### Written request
Find every line in the data below that contains the word "path" and copy each of those lines. Case counts.

************

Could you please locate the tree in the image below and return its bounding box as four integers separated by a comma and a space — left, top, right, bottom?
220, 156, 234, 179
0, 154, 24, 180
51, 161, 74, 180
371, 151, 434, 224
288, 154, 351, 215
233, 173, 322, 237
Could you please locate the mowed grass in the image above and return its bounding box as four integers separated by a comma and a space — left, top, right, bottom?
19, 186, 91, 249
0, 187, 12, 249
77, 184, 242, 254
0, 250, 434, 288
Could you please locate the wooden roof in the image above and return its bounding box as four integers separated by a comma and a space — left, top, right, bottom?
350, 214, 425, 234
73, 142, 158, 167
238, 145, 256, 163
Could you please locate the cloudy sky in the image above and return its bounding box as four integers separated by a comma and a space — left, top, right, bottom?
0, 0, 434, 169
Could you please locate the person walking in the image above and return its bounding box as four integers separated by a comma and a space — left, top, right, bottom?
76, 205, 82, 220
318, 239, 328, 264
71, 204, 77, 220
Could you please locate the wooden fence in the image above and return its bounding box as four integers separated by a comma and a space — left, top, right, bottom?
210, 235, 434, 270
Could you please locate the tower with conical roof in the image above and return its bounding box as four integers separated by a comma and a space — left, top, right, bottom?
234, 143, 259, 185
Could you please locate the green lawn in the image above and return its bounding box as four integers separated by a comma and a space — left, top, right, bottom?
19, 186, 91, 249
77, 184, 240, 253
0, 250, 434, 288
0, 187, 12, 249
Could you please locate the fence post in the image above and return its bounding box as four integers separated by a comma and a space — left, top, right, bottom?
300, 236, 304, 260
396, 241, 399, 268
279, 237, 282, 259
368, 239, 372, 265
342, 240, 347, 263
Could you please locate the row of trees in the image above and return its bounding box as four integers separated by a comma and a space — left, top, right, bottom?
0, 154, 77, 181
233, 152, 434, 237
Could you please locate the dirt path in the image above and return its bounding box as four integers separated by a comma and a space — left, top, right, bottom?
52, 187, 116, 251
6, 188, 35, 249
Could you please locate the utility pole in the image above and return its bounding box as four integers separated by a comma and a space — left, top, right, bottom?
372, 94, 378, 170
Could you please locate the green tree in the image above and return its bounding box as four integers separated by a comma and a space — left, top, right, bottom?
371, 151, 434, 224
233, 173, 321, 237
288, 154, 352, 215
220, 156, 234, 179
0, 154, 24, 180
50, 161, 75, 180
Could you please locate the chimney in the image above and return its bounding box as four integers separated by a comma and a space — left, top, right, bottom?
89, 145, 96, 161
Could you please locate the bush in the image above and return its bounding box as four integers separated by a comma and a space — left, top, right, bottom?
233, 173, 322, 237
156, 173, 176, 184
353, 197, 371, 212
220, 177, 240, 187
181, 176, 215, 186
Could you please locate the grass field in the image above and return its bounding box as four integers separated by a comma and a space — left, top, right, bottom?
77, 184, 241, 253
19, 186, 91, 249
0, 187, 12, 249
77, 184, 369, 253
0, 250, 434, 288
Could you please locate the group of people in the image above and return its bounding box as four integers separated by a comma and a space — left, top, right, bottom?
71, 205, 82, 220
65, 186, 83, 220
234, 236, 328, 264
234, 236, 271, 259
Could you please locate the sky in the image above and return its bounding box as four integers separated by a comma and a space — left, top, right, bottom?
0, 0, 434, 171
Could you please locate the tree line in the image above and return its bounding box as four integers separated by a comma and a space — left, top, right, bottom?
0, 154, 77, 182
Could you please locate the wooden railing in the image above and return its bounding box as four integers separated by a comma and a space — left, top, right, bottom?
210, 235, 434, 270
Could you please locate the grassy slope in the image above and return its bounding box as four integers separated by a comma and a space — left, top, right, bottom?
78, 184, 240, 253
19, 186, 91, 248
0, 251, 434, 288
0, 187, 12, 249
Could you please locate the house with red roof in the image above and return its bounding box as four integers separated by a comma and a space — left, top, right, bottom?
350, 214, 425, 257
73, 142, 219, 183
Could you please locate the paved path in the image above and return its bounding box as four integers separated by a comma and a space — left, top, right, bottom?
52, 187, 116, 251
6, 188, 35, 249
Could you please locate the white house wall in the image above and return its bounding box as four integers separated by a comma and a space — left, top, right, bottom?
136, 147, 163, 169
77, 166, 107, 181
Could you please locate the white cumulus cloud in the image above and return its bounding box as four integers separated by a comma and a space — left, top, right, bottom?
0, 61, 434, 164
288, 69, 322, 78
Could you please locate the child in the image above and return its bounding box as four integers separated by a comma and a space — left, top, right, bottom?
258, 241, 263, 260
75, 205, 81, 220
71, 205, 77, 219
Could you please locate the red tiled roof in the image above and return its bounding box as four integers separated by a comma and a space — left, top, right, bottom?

************

### Task solution
Could you please locate the dirt path in the image above and return its bounding box as four integers separated by a comma and a space — left, top, right, bottom?
Could you please locate the paved path in the image above and return its bounding box as four integers separated by a comma and a space — left, top, right, bottom?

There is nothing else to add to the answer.